▸ Problem
Say how many lines in the following data hold the word "blade". Write nothing but that number.

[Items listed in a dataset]
+++

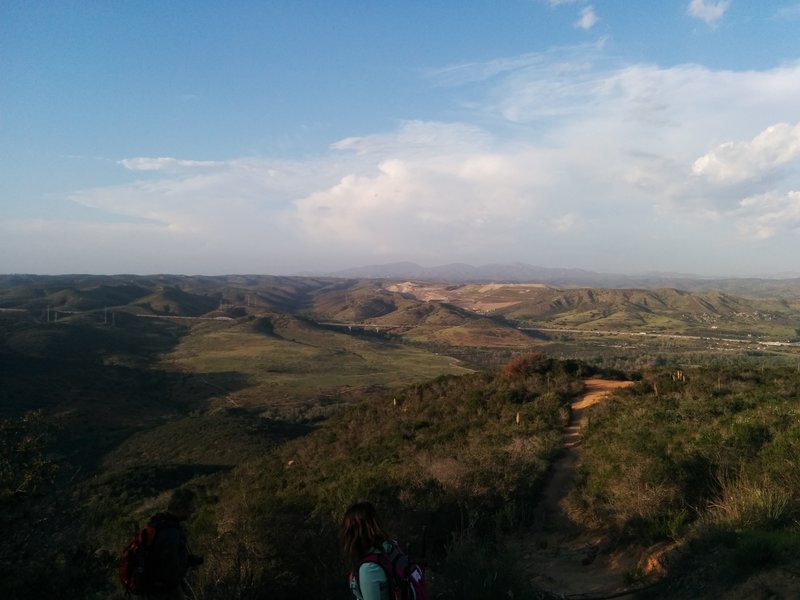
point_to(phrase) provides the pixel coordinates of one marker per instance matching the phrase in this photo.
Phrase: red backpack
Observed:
(406, 578)
(136, 567)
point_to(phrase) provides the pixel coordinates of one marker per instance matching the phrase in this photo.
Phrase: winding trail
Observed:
(561, 557)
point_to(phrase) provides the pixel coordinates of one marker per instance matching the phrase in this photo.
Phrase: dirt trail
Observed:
(561, 558)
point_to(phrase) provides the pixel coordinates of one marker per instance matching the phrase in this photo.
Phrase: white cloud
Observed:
(588, 18)
(165, 163)
(734, 162)
(567, 161)
(709, 11)
(767, 215)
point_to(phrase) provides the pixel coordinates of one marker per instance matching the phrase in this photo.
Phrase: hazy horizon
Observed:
(281, 138)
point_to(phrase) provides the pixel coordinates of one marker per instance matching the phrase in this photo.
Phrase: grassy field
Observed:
(433, 407)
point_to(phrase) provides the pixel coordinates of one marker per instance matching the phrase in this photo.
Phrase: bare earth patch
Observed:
(562, 558)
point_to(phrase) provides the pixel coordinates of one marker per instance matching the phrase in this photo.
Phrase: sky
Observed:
(297, 136)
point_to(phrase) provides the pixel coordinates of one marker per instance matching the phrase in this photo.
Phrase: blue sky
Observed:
(294, 136)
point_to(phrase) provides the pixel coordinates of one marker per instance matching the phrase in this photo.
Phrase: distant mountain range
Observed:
(525, 273)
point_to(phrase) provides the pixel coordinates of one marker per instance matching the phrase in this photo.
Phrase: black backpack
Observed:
(136, 563)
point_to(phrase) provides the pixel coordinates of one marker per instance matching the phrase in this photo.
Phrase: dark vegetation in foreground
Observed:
(697, 462)
(700, 464)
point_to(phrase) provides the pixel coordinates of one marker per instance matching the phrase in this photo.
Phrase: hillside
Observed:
(423, 397)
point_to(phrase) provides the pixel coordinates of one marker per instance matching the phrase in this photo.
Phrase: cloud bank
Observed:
(568, 161)
(709, 11)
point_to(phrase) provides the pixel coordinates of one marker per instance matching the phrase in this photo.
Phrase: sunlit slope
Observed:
(665, 310)
(415, 319)
(288, 359)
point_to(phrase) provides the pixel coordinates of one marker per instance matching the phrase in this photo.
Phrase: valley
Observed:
(282, 399)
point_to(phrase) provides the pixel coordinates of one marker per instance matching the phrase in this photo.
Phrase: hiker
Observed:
(171, 556)
(362, 534)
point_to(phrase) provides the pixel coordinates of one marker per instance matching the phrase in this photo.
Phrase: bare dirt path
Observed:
(561, 557)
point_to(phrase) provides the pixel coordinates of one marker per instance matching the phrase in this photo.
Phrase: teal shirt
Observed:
(372, 583)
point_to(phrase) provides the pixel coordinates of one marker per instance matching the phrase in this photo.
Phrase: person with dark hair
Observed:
(171, 557)
(363, 534)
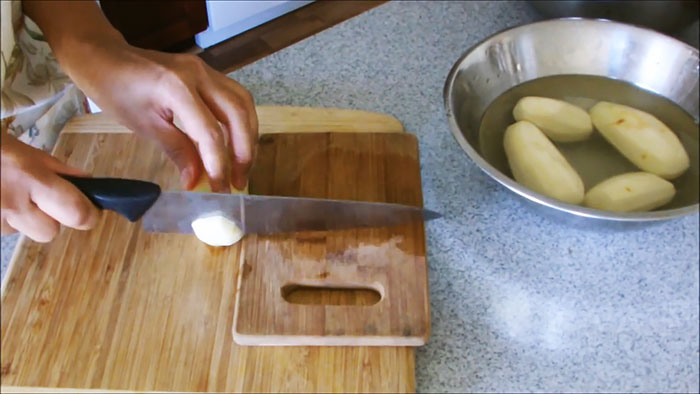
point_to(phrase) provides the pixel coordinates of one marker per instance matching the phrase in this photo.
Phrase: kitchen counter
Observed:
(519, 302)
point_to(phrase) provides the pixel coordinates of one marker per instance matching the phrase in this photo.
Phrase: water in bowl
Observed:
(594, 159)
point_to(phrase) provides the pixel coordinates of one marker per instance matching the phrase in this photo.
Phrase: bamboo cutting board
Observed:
(389, 262)
(116, 309)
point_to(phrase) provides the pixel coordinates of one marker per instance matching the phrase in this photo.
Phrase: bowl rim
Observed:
(528, 193)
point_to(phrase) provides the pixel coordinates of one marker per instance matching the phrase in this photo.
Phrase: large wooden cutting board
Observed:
(117, 309)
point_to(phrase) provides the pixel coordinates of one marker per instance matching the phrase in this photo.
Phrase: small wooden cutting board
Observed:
(390, 262)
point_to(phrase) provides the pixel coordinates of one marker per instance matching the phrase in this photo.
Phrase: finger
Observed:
(201, 126)
(34, 223)
(233, 106)
(62, 201)
(182, 152)
(6, 228)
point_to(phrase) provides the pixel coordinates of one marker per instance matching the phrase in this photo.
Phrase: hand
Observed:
(147, 90)
(35, 199)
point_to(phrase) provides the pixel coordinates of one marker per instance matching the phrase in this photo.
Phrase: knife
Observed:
(173, 212)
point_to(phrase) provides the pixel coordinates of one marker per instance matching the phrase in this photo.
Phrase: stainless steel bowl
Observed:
(645, 58)
(668, 16)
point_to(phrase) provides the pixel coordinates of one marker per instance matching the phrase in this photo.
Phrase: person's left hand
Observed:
(147, 90)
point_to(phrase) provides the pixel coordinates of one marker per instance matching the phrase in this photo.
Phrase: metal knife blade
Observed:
(174, 212)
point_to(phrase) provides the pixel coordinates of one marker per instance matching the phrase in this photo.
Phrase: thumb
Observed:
(182, 152)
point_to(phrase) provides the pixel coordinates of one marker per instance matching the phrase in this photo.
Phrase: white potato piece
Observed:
(559, 120)
(217, 230)
(537, 164)
(630, 192)
(641, 138)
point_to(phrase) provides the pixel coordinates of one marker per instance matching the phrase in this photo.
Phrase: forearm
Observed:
(73, 29)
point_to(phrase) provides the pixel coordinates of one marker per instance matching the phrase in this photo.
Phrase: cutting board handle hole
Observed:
(330, 295)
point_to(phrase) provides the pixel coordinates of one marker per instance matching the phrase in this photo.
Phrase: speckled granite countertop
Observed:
(519, 303)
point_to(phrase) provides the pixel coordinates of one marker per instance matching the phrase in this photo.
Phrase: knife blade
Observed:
(173, 212)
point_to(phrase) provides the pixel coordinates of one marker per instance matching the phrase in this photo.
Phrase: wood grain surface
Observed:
(380, 167)
(274, 119)
(117, 309)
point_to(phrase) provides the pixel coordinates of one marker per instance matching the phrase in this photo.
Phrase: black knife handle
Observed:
(128, 197)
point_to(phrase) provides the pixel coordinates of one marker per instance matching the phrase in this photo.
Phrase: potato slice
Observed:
(559, 120)
(641, 138)
(216, 229)
(537, 164)
(631, 192)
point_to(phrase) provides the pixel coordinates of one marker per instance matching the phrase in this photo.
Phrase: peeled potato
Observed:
(631, 192)
(559, 120)
(537, 164)
(641, 138)
(216, 229)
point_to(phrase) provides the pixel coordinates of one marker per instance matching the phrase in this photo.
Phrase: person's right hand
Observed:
(35, 199)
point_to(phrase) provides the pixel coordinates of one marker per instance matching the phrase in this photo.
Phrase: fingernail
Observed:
(186, 177)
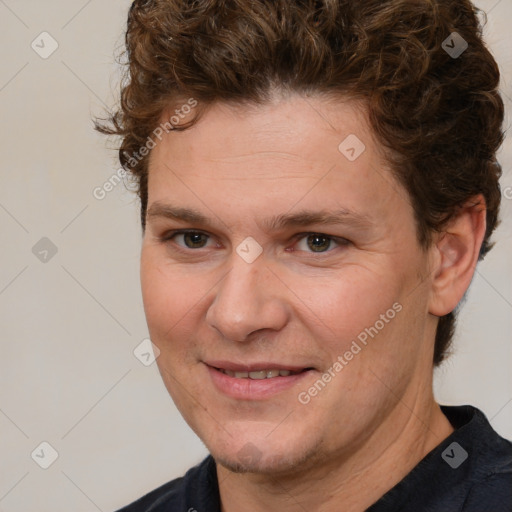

+++

▸ Answer to this task
2